(What needs to be done): Copy out the stretch of the commentary on Saturn and Pluto from "Are we learning" through "just destroying ourselves?" word for word.

The American Saturn has less understanding of Pluto's price. What was taken to be easy victories was actually the enemy going underground. The Iraq war drags on, and the Taliban return to southern Afghanistan. As the casualties mount, and our debt sky-rockets, the true cost begins to show itself. More insidious is the shift of power to the executive branch of government. Warrantless spying on Americans, imprisonment of arbitrarily-defined "enemy combatants". We are slowly surrendering the very freedoms that we are supposedly defending. Those of us that have rigid, hierarchical Saturns, whether religiously based or not, see this as either necessary ("the Constitution is not a suicide pact!") or welcome ("We need strong leadership.").

Are we learning anything? Is there any positive transformation of our collective beliefs? George Bush's approval ratings have dropped dramatically from post-9/11 levels. Is this because we are seeing our self-destructiveness - "We have met the enemy, and it is Us"? Or is it simply the practical American temperament that sees our failure in Iraq as due to an incompetent strategy? Is our collective Saturn seeing the actual danger - authoritarian, fear-based and fear-mongering ideological extremism of any religious or secular persuasion? One way or another we are changing - this is Pluto's bottom line. Are we transforming, or just destroying ourselves?

Transformation

We've looked at examples of rigid and fear-based Saturns resisting the process of transformation by attempting to co-opt the power of Pluto to destroy a perceived enemy. We have seen how this inevitably results in self-destruction. A pertinent question is why - why cannot Pluto's power simply be directed and used without affecting the user? This will lead us to an even more important discussion - how can Saturn most positively respond to Pluto in Sagittarius?

(Dataset excerpts):
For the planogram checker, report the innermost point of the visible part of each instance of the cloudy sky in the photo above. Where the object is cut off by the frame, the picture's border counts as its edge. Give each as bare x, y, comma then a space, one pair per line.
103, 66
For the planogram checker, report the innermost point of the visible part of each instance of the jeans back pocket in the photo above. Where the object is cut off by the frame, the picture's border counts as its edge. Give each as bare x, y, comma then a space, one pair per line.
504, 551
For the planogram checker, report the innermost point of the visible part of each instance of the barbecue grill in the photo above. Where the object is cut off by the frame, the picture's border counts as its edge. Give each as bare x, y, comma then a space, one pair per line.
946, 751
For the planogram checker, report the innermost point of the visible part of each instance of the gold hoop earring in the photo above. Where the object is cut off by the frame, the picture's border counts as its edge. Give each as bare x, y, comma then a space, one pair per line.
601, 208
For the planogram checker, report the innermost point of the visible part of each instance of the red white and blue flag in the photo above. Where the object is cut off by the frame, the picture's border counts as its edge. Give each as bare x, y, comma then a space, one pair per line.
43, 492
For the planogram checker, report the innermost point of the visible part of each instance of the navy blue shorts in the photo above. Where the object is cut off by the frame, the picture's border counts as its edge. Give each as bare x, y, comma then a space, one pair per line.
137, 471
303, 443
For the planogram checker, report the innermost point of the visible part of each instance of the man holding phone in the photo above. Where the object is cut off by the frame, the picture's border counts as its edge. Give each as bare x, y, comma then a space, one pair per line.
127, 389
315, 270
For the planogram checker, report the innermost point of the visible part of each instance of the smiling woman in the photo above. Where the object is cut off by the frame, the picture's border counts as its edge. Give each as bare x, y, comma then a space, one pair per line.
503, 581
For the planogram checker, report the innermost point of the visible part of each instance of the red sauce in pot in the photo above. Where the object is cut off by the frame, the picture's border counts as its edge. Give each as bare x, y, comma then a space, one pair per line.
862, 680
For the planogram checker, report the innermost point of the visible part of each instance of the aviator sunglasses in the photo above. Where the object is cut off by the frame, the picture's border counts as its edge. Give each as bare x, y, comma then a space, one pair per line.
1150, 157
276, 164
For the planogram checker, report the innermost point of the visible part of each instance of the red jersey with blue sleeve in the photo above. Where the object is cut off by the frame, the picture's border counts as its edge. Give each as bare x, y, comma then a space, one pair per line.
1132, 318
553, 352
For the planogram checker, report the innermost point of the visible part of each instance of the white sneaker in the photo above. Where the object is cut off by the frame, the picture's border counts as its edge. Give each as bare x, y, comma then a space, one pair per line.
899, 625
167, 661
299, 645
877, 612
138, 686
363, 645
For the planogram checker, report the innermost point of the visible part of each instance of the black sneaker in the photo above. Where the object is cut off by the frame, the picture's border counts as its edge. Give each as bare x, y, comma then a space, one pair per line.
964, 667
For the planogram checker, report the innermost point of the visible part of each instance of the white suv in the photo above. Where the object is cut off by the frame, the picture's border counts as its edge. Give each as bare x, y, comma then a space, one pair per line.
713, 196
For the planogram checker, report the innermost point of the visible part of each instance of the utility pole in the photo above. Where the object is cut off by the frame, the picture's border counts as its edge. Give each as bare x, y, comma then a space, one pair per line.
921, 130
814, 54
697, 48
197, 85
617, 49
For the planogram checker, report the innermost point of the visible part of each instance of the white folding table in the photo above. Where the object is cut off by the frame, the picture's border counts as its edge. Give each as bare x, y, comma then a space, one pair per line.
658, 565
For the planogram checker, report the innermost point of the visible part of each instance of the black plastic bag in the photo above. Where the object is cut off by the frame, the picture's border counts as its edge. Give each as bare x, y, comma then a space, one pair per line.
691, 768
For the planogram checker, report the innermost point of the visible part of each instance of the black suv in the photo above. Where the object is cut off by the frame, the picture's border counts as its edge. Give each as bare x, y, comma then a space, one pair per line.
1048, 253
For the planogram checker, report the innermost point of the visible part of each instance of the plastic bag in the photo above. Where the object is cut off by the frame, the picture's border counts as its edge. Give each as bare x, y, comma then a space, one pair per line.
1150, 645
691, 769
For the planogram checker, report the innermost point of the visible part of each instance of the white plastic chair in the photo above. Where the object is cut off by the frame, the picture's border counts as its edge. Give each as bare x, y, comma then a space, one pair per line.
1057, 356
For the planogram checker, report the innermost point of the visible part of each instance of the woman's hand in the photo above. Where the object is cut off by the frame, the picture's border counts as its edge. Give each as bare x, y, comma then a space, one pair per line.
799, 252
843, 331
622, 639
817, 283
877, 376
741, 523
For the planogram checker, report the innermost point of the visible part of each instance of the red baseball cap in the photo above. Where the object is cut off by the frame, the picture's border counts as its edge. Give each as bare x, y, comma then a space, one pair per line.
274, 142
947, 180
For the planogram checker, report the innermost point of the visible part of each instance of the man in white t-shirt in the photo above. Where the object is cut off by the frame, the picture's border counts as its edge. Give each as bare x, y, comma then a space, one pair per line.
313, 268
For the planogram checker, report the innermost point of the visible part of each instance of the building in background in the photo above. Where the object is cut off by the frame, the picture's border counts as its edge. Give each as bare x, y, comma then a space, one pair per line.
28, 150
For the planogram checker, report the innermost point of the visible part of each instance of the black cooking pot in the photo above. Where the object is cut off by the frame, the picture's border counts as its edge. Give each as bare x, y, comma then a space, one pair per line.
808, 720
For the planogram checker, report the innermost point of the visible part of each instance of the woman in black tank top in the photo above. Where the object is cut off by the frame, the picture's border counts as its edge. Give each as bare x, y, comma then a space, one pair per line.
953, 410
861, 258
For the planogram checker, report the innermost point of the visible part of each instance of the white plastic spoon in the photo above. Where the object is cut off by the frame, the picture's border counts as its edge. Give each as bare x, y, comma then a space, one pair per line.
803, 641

(Response):
Are we learning anything? Is there any positive transformation of our collective beliefs? George Bush's approval ratings have dropped dramatically from post-9/11 levels. Is this because we are seeing our self-destructiveness - "We have met the enemy, and it is Us"? Or is it simply the practical American temperament that sees our failure in Iraq as due to an incompetent strategy? Is our collective Saturn seeing the actual danger - authoritarian, fear-based and fear-mongering ideological extremism of any religious or secular persuasion? One way or another we are changing - this is Pluto's bottom line. Are we transforming, or just destroying ourselves?